§ **Objective**
Could you pick up the thread below about creep feeding goats and continue it from its last sentence?

§ **Given passage**
Yes, creep feed they have access to all the time free choice, As far as overeating, you need to give them a 
CDT shot, And a booster of this a few weeks later. This helps prevent overeating, among other things. This
can be bought at your local farm store or the vets office. You will have to Build or Buy a creep feed gate that
only the Babies can get into when ever they want.


----------



## poorboys (Dec 12, 2012)

ALL MY GOATS, GET CDT'S, AS FAR AS AGE, HOW LONG DO YOU LET THEM CREEP FEED?  AT WHAT AGE?


----------



## Shelly May (Dec 12, 2012)

That opens a whole new can of worms, everyone will tell you something different, my females get
creep feed up to the age of 90 days, the males get creep feed until 120 days of age. Why? my females 
are sold as breeders and can leave the property at 3 months of age, The males only the top 10% are kept
for breeding and the balance go to market. So to get the top 10% picked out they are weighed at 30,60,120
days of age. But with the price of grain for the up comming year, I may have to use some alalfa hay for 
creep feeding and not so much grain. Yes you can creep feed with a good alalfa hay also. All of this info
is based on selling my livestock, If I where going to keep them I would do it differently.

§ **Dataset extract**
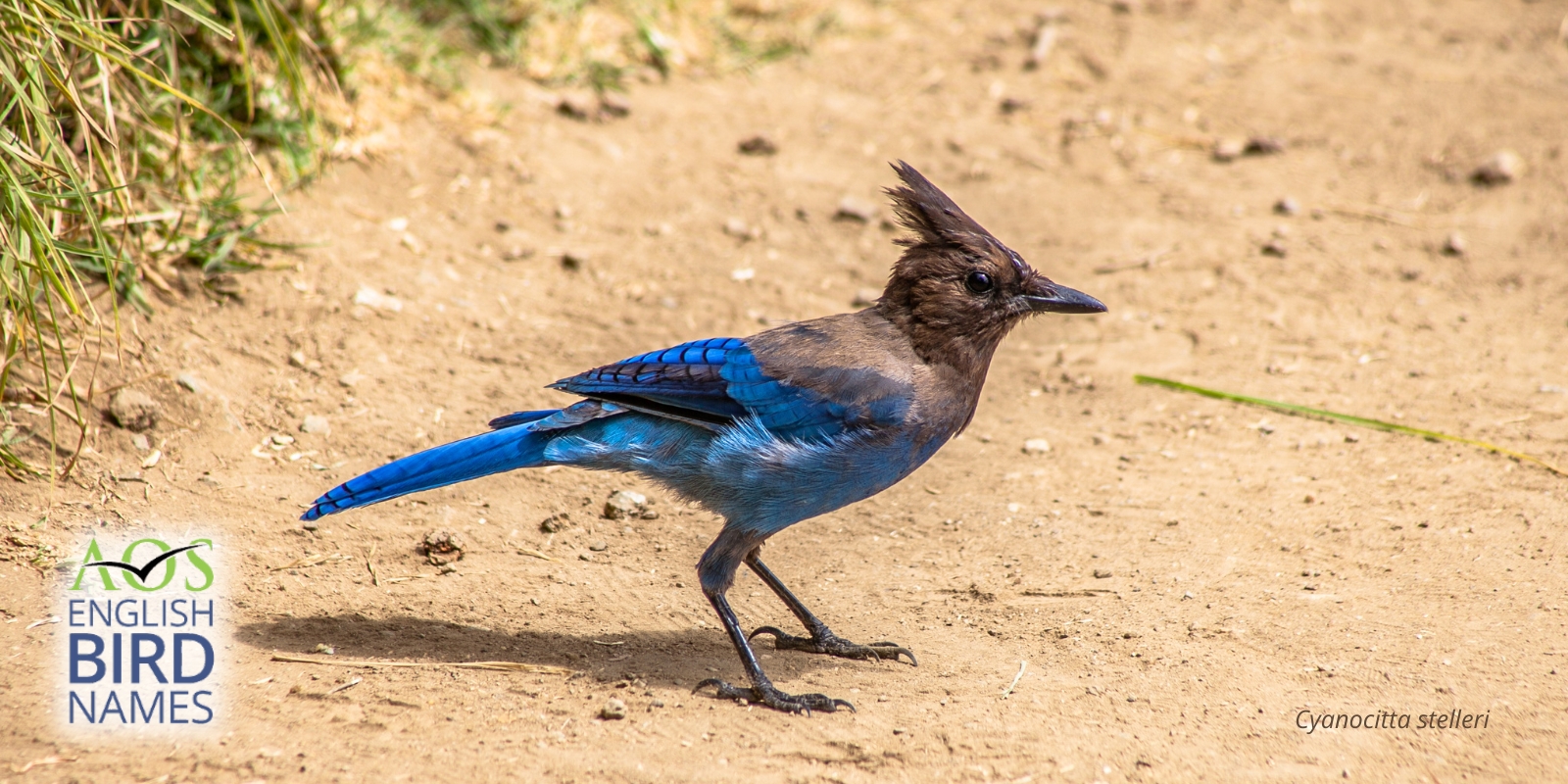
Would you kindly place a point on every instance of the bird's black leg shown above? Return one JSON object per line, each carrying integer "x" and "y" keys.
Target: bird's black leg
{"x": 717, "y": 572}
{"x": 822, "y": 639}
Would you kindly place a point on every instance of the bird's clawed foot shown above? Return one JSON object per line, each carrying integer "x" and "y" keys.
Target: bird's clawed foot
{"x": 830, "y": 643}
{"x": 773, "y": 698}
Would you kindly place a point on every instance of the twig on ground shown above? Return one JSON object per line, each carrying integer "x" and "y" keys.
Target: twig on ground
{"x": 501, "y": 666}
{"x": 1021, "y": 666}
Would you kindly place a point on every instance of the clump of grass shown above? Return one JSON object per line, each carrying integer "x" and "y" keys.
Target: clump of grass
{"x": 124, "y": 130}
{"x": 1348, "y": 419}
{"x": 588, "y": 43}
{"x": 127, "y": 127}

§ **Response**
----------



## Pearce Pastures (Dec 12, 2012)

I begin creep feeding ours at one week and continue it until they are big enough to take their spot at the feeder with the adult goats, which varies depending on the kid and how well they seem to adapt to the herd .  3-6 months is reasonable and additionally, if they can no longer squeeze into the creep feeding area, they are on their own.  I do not keep the creep feeder full at all times though.  The area in which I have their feeder has free choice hay and water, but I give them a pelleted feed ration just like the big goats and when it gone for the day, it is gone.  I adjust the amount based on their age and appetite.


----------



## 20kidsonhill (Dec 12, 2012)

i pretty much keep mine out free-choice until they are weaned, then I cut back to two feedings a day.  The two feedings a day are all they can eat before they walk away from the feeder, with a little left over. 

The extra in the creep feed area each day is gathered up and mixed with the does grain, so fresh can be put out.  


I start with dog food bowels, just a sprinkle, when they start muching they I add more, then when they are eating pretty steady, normally at 4 or 5 weeks, I put long wooden grain feeders in the creep feed area.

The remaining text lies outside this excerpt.